OPEC's balancing act: increasing output against smaller demand
The OPEC+ coalition is entering the next phase of fraught market-management efforts that have repercussions for the battered U.S. oil industry.
Driving the news: The group yesterday agreed to press ahead with plans to begin increasing output as demand haltingly recovers.
- The coalition of OPEC and Russia — among other producers — will ease their joint curbs by roughly 2 million barrels per day starting next month.
- It hews to a deal struck in April, as COVID-19 shattered demand, to cut 10 million barrels daily from the market for three months before beginning to relax the curbs.
Why it matters: The oil sector is in uncharted waters amid uncertainty over the recovery from unprecedented demand loss and the severity of the COVID-19's trajectory.

Source data

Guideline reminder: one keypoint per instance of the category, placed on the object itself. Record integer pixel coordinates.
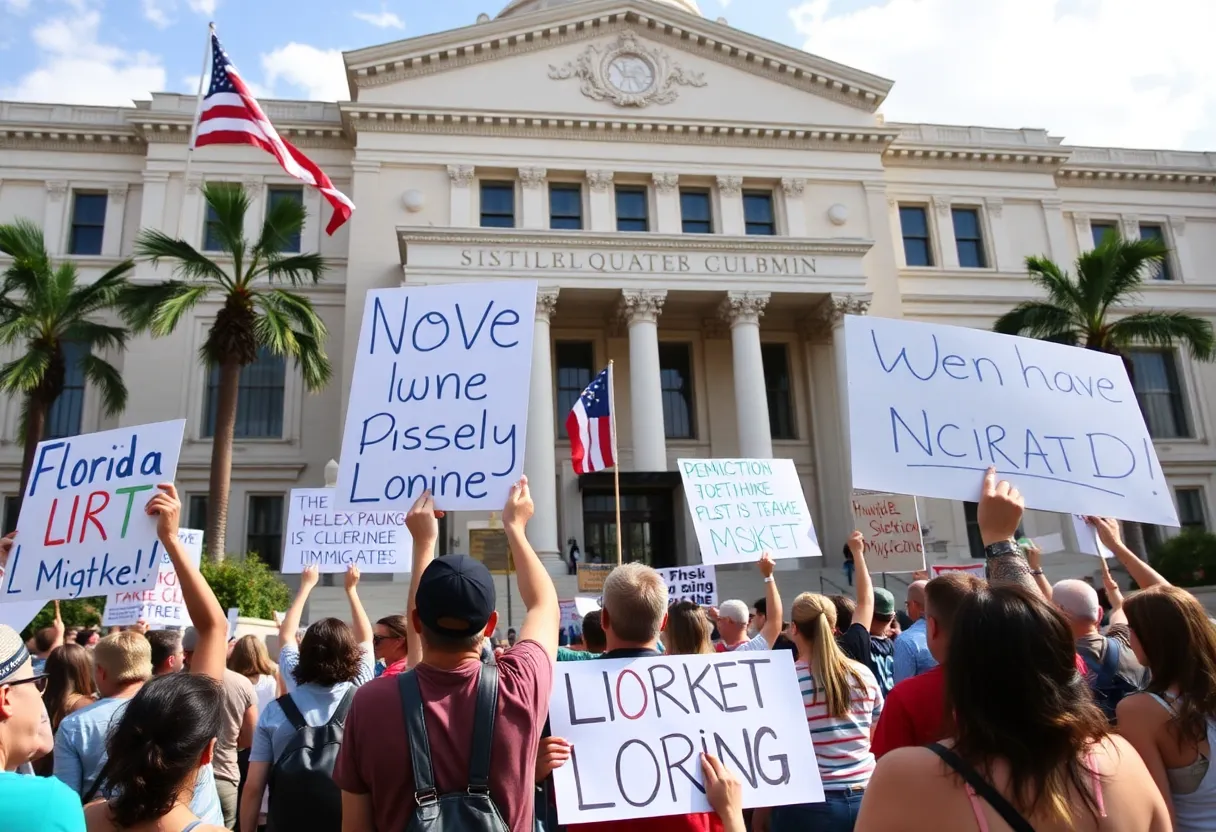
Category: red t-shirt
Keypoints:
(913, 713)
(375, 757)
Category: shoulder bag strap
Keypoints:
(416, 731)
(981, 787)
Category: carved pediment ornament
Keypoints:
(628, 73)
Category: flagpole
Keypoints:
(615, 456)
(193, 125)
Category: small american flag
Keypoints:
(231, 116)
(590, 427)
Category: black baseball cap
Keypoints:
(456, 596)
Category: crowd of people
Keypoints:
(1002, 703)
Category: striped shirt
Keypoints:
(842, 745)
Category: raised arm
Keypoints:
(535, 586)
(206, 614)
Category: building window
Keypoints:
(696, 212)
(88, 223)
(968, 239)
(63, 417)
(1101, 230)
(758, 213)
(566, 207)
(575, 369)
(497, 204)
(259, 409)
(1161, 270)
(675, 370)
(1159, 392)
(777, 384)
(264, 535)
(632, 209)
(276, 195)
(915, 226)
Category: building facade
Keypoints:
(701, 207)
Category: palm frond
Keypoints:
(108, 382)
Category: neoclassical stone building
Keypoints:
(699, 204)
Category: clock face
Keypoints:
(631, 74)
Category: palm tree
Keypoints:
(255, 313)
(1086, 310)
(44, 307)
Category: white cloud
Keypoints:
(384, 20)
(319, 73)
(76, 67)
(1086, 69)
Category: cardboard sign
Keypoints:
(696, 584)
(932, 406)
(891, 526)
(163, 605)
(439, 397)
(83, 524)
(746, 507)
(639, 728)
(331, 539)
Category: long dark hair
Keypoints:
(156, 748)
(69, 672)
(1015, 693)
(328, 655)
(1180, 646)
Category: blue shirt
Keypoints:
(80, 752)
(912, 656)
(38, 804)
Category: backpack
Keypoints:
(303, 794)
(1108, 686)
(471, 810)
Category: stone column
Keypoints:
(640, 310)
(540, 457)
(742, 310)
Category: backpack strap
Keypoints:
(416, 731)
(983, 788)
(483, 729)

Tasks –
[1] In the article on OPEC+ output, by roughly how much will the coalition ease its joint curbs starting next month?
[2] Quote the article on OPEC+ output, starting with "Driving the news: The" and going on through "relax the curbs.".
[3] Write what comes next in the article on OPEC+ output, picking up after its final sentence.

Outputs in order –
[1] By roughly 2 million barrels per day.

[2]
Driving the news: The group yesterday agreed to press ahead with plans to begin increasing output as demand haltingly recovers.
- The coalition of OPEC and Russia — among other producers — will ease their joint curbs by roughly 2 million barrels per day starting next month.
- It hews to a deal struck in April, as COVID-19 shattered demand, to cut 10 million barrels daily from the market for three months before beginning to relax the curbs.

[3]
- "Oil market balance is progressively improving … But risks and uncertainties are huge, be they related to the pandemic or to the economic consequences," Algerian energy minister Abdelmadjid Attar said at yesterday's meeting, per the Associated Press.
What they're saying: KPMG analyst Regina Mayor said OPEC+ faces a delicate task amid its members' competition with U.S. producers, whose output is very price-sensitive.
- "OPEC+ will have to work hard to ‘thread the needle’ to allow slight increases in production without unleashing U.S activity. Basically, this will be a classic case of how to boil the frog without it jumping out of the pot," Mayor said.